Start of Extracted entries

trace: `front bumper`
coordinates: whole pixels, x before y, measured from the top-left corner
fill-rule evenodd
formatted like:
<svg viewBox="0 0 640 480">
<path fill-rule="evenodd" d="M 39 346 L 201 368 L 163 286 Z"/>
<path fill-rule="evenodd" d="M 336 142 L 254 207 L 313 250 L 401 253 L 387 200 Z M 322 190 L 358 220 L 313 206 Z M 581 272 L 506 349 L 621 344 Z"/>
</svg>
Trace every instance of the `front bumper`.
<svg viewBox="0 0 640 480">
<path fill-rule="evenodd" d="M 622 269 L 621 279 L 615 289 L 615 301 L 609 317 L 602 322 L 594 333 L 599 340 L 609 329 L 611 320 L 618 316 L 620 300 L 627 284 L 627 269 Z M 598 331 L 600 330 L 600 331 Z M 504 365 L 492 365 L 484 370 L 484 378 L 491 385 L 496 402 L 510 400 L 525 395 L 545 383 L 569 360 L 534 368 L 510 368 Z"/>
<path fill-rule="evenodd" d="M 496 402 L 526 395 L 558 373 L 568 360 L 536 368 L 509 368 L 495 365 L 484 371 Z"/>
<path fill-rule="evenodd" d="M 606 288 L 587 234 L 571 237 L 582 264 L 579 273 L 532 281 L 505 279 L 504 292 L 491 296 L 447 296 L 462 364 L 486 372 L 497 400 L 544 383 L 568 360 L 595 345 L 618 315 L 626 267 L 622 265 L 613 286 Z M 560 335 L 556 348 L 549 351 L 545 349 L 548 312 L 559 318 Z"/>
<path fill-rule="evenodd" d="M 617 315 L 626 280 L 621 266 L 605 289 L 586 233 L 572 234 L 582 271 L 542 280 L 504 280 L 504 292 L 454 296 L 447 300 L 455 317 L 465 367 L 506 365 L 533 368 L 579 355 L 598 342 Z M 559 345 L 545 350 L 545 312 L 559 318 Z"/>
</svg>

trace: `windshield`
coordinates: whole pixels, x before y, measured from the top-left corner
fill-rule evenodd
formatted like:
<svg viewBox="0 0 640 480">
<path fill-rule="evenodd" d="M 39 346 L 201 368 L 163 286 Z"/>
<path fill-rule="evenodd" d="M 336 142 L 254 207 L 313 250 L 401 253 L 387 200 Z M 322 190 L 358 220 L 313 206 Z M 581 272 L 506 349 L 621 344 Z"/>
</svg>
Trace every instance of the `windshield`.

End of Extracted entries

- _Requirement_
Output the complete data verbatim.

- _Written reply_
trace: `front bumper`
coordinates: whole pixels, x before y, measured from the top-left corner
fill-rule evenodd
formatted like:
<svg viewBox="0 0 640 480">
<path fill-rule="evenodd" d="M 39 346 L 201 368 L 163 286 Z"/>
<path fill-rule="evenodd" d="M 336 142 L 254 207 L 313 250 L 401 253 L 387 200 Z M 322 190 L 358 220 L 313 206 Z M 581 272 L 506 349 L 621 344 Z"/>
</svg>
Trace every instance of the `front bumper`.
<svg viewBox="0 0 640 480">
<path fill-rule="evenodd" d="M 622 269 L 621 279 L 615 289 L 615 301 L 609 317 L 602 322 L 594 333 L 599 340 L 609 329 L 611 320 L 618 316 L 620 300 L 627 284 L 627 269 Z M 598 331 L 600 330 L 600 331 Z M 504 365 L 492 365 L 484 370 L 484 378 L 491 385 L 496 402 L 510 400 L 525 395 L 545 383 L 569 360 L 534 368 L 510 368 Z"/>
<path fill-rule="evenodd" d="M 496 402 L 526 395 L 558 373 L 568 360 L 536 368 L 509 368 L 495 365 L 484 371 Z"/>
<path fill-rule="evenodd" d="M 606 288 L 587 234 L 571 237 L 582 264 L 579 273 L 532 281 L 505 279 L 504 292 L 491 296 L 447 296 L 462 364 L 486 372 L 497 400 L 544 383 L 568 360 L 595 345 L 618 315 L 626 267 L 622 265 L 613 286 Z M 560 335 L 556 348 L 549 351 L 545 349 L 548 312 L 559 318 Z"/>
<path fill-rule="evenodd" d="M 617 315 L 626 280 L 621 266 L 605 289 L 586 233 L 572 234 L 582 271 L 542 280 L 504 280 L 504 292 L 454 296 L 447 300 L 455 317 L 465 367 L 506 365 L 533 368 L 579 355 L 598 342 Z M 559 345 L 545 350 L 545 312 L 559 318 Z"/>
</svg>

trace: `windshield`
coordinates: whole pixels, x before y, measured from the top-left corner
fill-rule evenodd
formatted like:
<svg viewBox="0 0 640 480">
<path fill-rule="evenodd" d="M 39 346 L 201 368 L 163 286 Z"/>
<path fill-rule="evenodd" d="M 336 142 L 254 207 L 313 250 L 401 253 L 387 200 Z M 322 190 L 358 220 L 313 206 Z M 581 272 L 506 349 L 621 344 Z"/>
</svg>
Trace every instance of the `windshield`.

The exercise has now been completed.